***** DATA FOR PROCESSING
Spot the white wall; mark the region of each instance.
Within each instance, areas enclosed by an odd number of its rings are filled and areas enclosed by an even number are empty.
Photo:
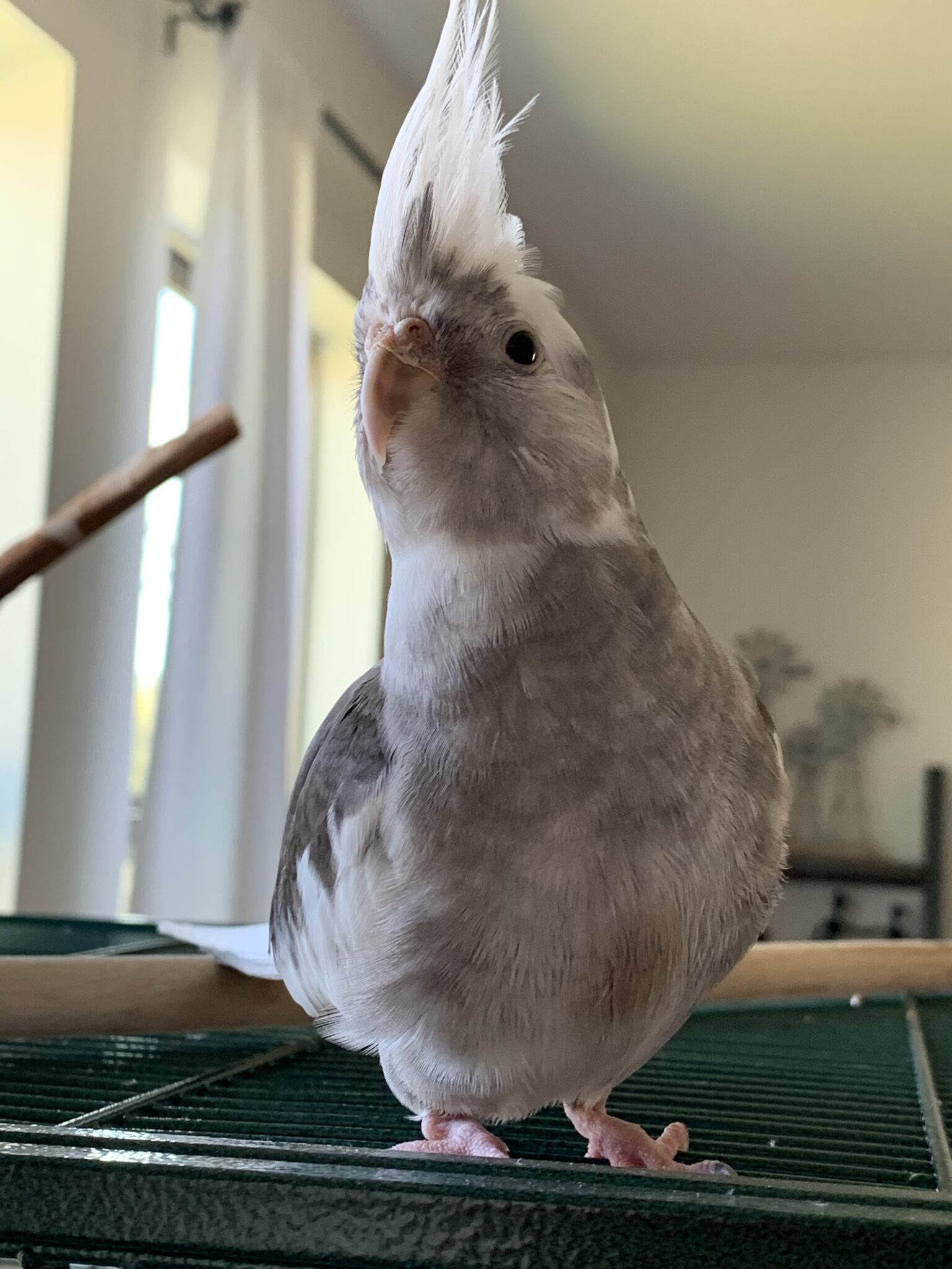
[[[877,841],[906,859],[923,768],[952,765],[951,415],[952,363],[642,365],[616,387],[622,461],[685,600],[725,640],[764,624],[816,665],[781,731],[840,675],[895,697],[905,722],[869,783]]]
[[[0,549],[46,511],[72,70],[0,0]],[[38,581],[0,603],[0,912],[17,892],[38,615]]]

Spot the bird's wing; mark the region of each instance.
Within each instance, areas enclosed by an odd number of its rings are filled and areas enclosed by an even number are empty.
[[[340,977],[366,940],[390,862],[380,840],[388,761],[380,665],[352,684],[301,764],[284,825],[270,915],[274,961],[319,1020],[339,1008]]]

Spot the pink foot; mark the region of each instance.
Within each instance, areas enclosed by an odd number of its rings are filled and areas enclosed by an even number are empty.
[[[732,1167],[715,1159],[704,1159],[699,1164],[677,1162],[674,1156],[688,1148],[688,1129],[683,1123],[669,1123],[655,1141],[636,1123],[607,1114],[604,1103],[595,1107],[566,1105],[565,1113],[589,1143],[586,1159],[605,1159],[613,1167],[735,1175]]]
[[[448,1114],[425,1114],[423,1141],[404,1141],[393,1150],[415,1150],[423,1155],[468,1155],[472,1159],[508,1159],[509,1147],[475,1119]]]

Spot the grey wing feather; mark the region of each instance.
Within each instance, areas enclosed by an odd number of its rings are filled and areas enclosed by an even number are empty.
**********
WHAT IS BEING ASKED:
Return every line of the records above word for word, leaving out the pictures.

TASK RESPONSE:
Spot the white wall; mark the region of each instance.
Within each instance, areas enclosed by an odd number of its rings are filled and areas enclosed by an even number are empty.
Photo:
[[[877,841],[906,859],[923,768],[952,765],[951,415],[952,363],[642,365],[616,387],[622,461],[685,600],[725,640],[764,624],[816,665],[781,731],[840,675],[895,697],[905,722],[869,783]]]
[[[0,549],[46,511],[72,70],[0,0]],[[38,581],[0,603],[0,912],[17,892],[38,615]]]

Spot the bird's wing; mark the region of each instance.
Within each instance, areas enclosed by an odd number of its rings are filled and areas enclosed by an even number are empty.
[[[340,977],[366,940],[390,862],[380,840],[388,761],[380,665],[352,684],[301,764],[284,825],[270,915],[274,961],[319,1020],[339,1008]]]

Spot the pink foot; mark the region of each instance.
Within each instance, areas enclosed by an odd number of its rings are filled and areas enclosed by an even number are empty.
[[[732,1167],[715,1159],[704,1159],[699,1164],[677,1162],[674,1156],[688,1148],[688,1129],[683,1123],[669,1123],[655,1141],[636,1123],[607,1114],[604,1103],[595,1107],[566,1105],[565,1113],[589,1143],[586,1159],[605,1159],[613,1167],[735,1175]]]
[[[448,1114],[425,1114],[423,1141],[404,1141],[393,1150],[415,1150],[423,1155],[468,1155],[472,1159],[508,1159],[509,1147],[475,1119]]]

Spot the grey wing feather; mark the region of each instance.
Within each instance, areas enclosed by an odd number of its rings are filled and areas enclosed by an even number are empty.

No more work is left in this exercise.